■ Passage provided ■
-=-=-

4 August 2012

A Favorite Place

A Favorite Place
Cape Breton is somewhere I often go, thanks to Belleruth Naparstek’s Guided Meditation CD, which take me my ‘favorite places’.  Last week, thanks to West Jet, I went there again for real.

It had been just over a year since we'd been there, and had a visit to the to church. The little white church is in Orangedale, and it was where my grandfather preached as a minister for 24 years. It is a very small building, as it is in a very small village, with a population of about one hundred or so. The town has a store and a post office, and not a whole lot else, except some people who are very dear to me.

On last year's visit, I sat on a wooden pew thinking about my future. Specifically, if I had one.  I was pretty certain that things would be okay, but on very rare occasions, I’d imagine a petulant little voice saying, ‘Says who?’ It was the very early days of my diagnosis and all we new was that the tumour was for real, and it was the bad kind. In fact, the day before I left the city, my doctor phoned, and said, ‘its worse than we thought’.

-=-=-

■ Data ■
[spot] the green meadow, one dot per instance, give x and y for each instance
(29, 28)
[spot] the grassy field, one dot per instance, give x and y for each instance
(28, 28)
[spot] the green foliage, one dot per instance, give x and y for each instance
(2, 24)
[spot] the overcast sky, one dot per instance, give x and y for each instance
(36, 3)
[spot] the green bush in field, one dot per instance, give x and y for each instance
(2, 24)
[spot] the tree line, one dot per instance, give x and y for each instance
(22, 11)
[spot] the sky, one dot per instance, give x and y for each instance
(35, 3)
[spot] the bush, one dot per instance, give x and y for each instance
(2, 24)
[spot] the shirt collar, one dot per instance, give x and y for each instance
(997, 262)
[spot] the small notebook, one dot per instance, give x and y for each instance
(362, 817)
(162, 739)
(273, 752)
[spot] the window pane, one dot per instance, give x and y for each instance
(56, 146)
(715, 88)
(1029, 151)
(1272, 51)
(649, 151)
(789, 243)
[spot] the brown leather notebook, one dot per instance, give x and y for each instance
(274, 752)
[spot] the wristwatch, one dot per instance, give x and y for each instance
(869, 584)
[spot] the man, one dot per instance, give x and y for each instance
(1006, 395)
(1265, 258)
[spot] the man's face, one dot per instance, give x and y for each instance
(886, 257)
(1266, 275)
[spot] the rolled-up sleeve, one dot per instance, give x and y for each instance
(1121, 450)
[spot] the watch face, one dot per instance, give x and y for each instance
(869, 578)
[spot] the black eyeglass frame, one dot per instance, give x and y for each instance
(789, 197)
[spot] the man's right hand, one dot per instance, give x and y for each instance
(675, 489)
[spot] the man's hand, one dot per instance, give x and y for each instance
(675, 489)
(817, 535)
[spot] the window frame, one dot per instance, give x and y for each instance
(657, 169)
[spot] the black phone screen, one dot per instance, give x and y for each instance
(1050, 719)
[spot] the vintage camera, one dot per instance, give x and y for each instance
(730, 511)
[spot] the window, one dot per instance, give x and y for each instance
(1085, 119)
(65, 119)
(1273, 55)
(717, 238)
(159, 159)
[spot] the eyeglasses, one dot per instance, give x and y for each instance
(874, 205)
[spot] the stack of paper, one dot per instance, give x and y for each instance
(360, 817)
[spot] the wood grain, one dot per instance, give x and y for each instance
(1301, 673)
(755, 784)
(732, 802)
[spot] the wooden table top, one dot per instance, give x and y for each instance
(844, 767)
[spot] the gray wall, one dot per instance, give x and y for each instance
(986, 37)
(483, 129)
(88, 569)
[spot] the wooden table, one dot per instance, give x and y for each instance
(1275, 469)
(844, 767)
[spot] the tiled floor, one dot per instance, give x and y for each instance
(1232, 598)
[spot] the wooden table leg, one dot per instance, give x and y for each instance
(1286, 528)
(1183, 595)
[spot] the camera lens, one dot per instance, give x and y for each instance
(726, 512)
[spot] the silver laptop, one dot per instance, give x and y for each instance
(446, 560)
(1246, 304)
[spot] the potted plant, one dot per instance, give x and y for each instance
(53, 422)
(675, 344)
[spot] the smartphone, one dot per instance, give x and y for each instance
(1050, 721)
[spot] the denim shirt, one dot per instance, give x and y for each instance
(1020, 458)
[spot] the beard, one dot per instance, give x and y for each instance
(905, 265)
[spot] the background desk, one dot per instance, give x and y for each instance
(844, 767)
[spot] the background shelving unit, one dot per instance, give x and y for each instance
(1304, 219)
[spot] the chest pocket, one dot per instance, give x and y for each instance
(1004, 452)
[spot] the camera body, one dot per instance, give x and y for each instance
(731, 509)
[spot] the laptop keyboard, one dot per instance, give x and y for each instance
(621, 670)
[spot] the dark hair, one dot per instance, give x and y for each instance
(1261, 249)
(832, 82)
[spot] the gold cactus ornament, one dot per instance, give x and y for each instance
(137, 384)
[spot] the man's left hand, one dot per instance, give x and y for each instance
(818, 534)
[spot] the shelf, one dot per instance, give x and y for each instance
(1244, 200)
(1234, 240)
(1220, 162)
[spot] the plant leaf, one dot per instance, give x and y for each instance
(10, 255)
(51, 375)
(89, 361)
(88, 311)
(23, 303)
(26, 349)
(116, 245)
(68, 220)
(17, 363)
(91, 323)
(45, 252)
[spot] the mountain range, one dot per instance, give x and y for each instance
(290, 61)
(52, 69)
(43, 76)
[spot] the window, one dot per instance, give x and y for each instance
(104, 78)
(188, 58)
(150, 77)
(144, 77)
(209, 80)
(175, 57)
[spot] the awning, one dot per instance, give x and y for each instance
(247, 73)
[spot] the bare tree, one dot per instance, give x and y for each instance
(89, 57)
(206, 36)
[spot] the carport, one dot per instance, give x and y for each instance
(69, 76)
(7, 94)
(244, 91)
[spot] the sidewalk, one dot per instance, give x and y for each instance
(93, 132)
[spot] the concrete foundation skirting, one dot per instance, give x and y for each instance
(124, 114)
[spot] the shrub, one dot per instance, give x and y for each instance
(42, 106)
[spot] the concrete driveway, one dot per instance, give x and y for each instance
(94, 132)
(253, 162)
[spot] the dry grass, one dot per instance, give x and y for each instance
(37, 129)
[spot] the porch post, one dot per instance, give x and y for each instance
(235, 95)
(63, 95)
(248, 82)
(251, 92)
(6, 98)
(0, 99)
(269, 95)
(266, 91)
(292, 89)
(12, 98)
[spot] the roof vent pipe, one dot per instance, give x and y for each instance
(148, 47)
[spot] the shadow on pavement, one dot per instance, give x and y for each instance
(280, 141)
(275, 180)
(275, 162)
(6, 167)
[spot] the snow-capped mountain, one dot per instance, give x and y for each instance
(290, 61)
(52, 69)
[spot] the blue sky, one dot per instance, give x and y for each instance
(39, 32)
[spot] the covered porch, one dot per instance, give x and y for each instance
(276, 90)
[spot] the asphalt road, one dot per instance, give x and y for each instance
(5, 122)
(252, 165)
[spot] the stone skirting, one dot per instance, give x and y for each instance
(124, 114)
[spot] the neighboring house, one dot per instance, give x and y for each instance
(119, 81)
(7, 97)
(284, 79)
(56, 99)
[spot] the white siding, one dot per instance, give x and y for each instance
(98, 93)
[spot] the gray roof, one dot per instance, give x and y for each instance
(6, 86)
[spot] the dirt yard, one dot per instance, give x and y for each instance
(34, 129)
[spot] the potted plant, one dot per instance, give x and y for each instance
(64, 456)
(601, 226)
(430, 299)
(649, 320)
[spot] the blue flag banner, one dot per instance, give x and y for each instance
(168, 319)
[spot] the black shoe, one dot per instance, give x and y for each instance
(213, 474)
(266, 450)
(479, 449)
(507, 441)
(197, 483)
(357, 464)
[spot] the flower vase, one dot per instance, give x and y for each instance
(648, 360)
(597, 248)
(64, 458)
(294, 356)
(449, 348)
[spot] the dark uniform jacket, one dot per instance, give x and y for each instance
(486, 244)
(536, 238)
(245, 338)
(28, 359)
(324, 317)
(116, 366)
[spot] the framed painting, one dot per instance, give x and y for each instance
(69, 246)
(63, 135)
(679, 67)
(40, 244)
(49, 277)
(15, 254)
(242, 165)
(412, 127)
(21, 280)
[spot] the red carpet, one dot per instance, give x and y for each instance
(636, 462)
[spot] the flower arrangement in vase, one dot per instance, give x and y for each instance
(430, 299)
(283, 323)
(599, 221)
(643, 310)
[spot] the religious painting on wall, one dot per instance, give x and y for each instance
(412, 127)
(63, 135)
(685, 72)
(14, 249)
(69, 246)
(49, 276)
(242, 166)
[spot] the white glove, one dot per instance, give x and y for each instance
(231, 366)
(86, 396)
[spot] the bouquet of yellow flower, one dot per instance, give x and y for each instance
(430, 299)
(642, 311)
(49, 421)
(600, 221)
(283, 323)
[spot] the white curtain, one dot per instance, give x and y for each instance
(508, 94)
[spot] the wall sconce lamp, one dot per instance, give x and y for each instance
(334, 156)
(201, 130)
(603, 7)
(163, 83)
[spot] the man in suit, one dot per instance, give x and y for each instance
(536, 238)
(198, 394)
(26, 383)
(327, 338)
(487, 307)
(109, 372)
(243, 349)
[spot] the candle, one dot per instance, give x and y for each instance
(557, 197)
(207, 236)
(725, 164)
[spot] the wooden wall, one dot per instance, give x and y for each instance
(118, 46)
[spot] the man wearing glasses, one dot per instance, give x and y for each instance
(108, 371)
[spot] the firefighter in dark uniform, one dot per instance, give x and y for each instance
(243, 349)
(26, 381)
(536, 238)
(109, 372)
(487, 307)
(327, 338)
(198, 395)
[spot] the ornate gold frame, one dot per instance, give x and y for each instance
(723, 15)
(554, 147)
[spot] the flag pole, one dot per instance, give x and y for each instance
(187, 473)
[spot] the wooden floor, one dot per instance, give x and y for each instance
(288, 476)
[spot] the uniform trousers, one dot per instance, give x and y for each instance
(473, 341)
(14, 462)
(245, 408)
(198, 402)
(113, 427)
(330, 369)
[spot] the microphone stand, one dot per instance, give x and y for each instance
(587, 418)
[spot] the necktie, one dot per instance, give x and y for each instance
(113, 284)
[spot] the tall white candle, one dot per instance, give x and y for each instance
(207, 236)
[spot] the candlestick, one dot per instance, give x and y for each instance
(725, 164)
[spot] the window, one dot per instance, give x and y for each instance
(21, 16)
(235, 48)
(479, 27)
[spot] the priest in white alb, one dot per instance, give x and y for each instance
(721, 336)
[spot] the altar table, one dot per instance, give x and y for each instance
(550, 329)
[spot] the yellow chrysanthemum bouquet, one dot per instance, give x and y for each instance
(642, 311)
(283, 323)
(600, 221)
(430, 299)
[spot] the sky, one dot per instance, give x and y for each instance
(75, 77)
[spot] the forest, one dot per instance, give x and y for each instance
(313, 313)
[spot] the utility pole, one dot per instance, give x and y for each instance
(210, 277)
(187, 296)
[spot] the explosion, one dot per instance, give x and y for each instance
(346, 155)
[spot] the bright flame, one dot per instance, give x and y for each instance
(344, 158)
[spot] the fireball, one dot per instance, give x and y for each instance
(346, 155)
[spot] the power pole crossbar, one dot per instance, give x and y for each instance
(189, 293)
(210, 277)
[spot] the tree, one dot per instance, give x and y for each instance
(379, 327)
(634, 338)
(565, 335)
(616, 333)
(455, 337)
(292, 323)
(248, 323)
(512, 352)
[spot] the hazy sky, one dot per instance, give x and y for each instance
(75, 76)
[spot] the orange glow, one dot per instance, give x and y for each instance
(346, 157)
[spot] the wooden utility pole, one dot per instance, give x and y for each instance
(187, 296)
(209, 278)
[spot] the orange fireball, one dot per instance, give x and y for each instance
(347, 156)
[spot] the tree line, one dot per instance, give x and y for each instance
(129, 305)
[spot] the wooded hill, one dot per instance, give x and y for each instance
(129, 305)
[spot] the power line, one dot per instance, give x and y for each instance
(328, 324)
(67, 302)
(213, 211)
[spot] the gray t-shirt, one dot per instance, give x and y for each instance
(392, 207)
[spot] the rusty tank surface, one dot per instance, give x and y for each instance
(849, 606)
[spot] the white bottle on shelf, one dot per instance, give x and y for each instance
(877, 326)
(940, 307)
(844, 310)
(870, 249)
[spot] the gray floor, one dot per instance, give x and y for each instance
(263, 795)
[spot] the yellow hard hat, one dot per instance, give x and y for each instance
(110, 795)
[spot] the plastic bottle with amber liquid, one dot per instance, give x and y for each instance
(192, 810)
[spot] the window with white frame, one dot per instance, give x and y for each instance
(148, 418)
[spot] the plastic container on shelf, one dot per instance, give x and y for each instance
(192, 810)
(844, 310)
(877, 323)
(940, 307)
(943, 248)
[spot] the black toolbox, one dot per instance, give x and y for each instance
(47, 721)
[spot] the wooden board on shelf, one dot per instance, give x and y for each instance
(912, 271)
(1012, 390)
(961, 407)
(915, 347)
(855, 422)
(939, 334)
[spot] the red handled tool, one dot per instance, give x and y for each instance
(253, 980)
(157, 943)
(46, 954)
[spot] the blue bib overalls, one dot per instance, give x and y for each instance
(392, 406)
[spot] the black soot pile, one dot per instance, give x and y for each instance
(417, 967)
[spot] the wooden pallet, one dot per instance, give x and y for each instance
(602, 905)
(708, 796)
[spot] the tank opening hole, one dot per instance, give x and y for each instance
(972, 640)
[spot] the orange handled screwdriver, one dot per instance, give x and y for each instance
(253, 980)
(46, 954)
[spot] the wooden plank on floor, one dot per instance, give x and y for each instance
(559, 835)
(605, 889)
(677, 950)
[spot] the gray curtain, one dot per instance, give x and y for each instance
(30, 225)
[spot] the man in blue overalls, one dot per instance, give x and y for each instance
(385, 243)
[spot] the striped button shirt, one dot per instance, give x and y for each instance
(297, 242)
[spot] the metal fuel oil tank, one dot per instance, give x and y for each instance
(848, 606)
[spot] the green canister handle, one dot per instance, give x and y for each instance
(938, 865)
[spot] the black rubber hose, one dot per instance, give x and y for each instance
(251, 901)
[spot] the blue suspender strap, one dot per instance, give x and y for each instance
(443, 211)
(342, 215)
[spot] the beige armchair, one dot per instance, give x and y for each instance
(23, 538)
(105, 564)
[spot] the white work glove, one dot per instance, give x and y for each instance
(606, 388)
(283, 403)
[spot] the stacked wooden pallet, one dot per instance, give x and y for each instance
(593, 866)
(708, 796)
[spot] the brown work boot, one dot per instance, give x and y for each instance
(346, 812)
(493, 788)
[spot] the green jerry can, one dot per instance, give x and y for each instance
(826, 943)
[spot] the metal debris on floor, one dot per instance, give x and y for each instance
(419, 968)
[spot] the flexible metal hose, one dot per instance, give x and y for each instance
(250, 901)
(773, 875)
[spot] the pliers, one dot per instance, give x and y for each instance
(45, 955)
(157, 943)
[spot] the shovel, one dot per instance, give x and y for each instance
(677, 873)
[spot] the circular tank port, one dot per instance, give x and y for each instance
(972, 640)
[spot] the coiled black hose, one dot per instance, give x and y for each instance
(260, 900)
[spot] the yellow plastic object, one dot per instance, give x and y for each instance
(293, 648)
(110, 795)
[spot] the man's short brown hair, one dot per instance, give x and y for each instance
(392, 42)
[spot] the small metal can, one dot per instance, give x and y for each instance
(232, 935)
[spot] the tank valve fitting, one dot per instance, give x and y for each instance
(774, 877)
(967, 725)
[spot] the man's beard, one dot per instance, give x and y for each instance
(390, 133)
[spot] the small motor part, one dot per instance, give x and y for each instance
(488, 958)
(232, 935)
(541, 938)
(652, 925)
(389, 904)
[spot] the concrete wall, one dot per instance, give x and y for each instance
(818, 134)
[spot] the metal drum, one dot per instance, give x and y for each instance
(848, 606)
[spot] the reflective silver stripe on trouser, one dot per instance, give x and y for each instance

-=-=-

■ What is expected ■
Reproduce the whole Cape Breton post word for word, keeping its spelling and punctuation unchanged. Use only the Cape Breton post.

■ Result ■
4 August 2012

A Favorite Place

A Favorite Place
Cape Breton is somewhere I often go, thanks to Belleruth Naparstek’s Guided Meditation CD, which take me my ‘favorite places’.  Last week, thanks to West Jet, I went there again for real.

It had been just over a year since we'd been there, and had a visit to the to church. The little white church is in Orangedale, and it was where my grandfather preached as a minister for 24 years. It is a very small building, as it is in a very small village, with a population of about one hundred or so. The town has a store and a post office, and not a whole lot else, except some people who are very dear to me.

On last year's visit, I sat on a wooden pew thinking about my future. Specifically, if I had one.  I was pretty certain that things would be okay, but on very rare occasions, I’d imagine a petulant little voice saying, ‘Says who?’ It was the very early days of my diagnosis and all we new was that the tumour was for real, and it was the bad kind. In fact, the day before I left the city, my doctor phoned, and said, ‘its worse than we thought’.